* What is expected
Can you retype the listing below word for word, keeping every line and its order unchanged?
Start Raw data
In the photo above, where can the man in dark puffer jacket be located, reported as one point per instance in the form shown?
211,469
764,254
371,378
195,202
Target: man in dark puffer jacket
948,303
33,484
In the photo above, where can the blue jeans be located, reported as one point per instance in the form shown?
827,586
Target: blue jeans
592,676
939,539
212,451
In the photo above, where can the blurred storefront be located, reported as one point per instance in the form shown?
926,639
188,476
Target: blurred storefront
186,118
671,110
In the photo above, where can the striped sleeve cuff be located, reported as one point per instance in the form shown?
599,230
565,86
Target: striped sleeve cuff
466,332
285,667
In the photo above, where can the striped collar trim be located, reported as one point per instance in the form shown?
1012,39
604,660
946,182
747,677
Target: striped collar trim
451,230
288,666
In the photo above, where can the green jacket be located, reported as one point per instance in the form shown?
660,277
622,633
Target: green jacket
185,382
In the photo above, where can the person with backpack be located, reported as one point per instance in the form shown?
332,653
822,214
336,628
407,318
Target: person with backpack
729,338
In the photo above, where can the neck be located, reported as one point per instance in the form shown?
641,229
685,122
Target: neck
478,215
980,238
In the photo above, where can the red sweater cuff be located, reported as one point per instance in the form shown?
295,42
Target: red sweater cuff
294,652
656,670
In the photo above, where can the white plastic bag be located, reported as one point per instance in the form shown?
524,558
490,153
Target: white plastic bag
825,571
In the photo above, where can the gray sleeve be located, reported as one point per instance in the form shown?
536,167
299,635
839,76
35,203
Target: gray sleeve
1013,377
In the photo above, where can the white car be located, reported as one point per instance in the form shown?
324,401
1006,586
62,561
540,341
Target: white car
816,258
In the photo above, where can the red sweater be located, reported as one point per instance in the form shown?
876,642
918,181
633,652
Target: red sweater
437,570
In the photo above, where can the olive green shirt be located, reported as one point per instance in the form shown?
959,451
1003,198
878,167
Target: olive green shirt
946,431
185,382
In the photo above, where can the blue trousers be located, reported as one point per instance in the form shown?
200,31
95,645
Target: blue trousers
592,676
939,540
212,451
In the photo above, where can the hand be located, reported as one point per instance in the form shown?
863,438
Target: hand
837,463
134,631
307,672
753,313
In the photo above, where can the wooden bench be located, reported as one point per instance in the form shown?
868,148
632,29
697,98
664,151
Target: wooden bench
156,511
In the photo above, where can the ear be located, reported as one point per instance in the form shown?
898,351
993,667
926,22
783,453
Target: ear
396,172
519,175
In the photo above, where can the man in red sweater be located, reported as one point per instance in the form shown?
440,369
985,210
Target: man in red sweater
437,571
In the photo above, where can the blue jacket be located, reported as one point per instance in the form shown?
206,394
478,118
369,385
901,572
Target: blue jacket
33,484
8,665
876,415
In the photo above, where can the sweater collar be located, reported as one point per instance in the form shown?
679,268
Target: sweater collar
End Raw data
* Exercise output
In the photo above, where can the man in dark puffer jacket be located, reported as one point per instance in the form shown?
211,469
764,254
371,378
195,202
Target: man in dark puffer jacket
948,303
33,484
In the photo above, where can the blue jeans be located, reported as one point per instance in the form shown?
827,586
Target: blue jeans
592,676
939,539
212,451
In the photo above, where can the blurred storefront be located, reported as one point per instance in the form shown?
926,639
188,476
Target: blurred storefront
186,118
671,110
In the photo above, where can the striped sleeve cuff be located, reported as one point per instance in the form shown?
599,230
565,86
Target: striped sleeve cuff
466,332
285,667
In the photo above, where can the striped collar trim be located, reported as one point per instance in the form shown?
1012,39
604,660
946,182
747,677
Target: striped collar trim
451,230
288,666
In the photo above, where can the green jacket be located, reported as one point per instance in the form shown?
660,277
622,633
Target: green jacket
185,382
In the photo above, where can the person with backpack be located, reported as one point per instance in the form shown?
332,653
822,214
336,628
407,318
Target: person with backpack
729,338
In the photo above, where can the neck be located, reported as one point per instance in the form shown?
641,229
685,122
Target: neck
478,215
980,238
In the photo above, where can the red sweater cuff be located, reported as one point per instance in the form shown?
295,42
Target: red sweater cuff
294,652
656,670
In the photo above, where can the white plastic bag be located, reported as one point per instance in the form shown?
524,558
490,153
Target: white plastic bag
825,571
In the photo above, where can the gray sleeve be located, reported as one point per instance in the form shown?
536,167
299,635
839,76
35,203
Target: gray sleeve
1013,377
In the photo above, where can the white car be located, reported as one point per instance in the form shown?
324,401
1006,586
62,561
540,341
Target: white car
816,258
In the photo above, where can the red sweater be located, reported as one point per instance in the form shown?
876,642
918,181
633,652
Target: red sweater
437,570
In the photo above, where can the olive green shirt be located, reported as one point per instance in the form shown?
959,451
1003,198
878,167
Target: olive green shirt
946,431
185,382
In the photo above, where can the blue trousers be located, reported as one point per instance in the form shown?
200,31
95,645
Target: blue trousers
592,676
939,540
212,451
In the photo above, where can the hand be located, reported as one point per instance in the form shown?
863,438
Target: hand
837,463
134,631
307,672
753,313
In the photo above, where can the wooden bench be located, reported as one point per instance in the form shown?
868,148
632,29
697,98
664,151
Target: wooden bench
156,511
In the photo above, where can the ear be located, reported as one point per instance in the form shown?
898,351
993,667
926,22
783,453
Target: ear
396,172
519,175
In the photo above, where can the man in red sweater be located, reported as one point per instance in the form shown?
440,369
985,210
Target: man in red sweater
437,571
In the photo above, where can the blue jacket be located, reported as one point per instance in the form shown?
206,394
478,118
369,385
901,572
Target: blue jacket
33,484
8,665
876,415
In the photo above, where can the sweater collar be located, reported as one point per instance in the form shown?
679,268
Target: sweater collar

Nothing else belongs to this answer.